__TASK TO CARRY OUT__: Scan the data below and state how many of its lines contain the word "photo", giving only the figure.

______________________________

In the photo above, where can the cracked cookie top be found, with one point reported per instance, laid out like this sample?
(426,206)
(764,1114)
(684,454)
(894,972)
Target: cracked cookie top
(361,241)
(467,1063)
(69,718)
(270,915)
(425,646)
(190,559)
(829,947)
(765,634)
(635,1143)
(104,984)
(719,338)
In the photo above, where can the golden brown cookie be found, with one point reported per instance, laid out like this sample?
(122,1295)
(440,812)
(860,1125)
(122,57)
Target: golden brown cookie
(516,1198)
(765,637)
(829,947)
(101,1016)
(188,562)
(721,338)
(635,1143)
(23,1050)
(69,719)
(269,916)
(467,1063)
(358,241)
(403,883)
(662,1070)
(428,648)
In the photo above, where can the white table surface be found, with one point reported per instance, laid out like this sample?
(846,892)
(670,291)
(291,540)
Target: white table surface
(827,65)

______________________________

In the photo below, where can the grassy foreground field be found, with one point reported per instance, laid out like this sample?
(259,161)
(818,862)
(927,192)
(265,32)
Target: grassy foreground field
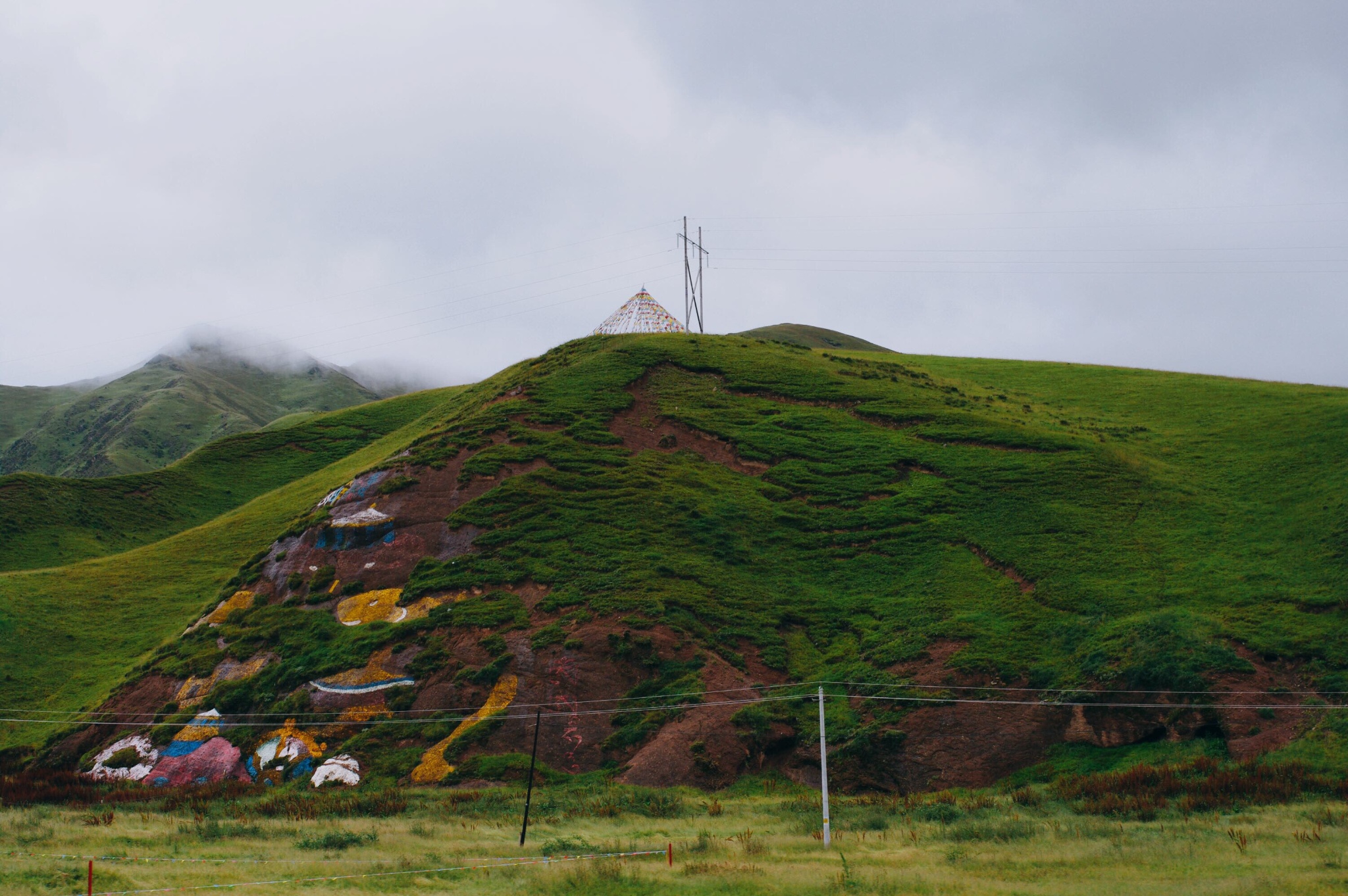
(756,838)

______________________________

__TASK RESPONSE__: 4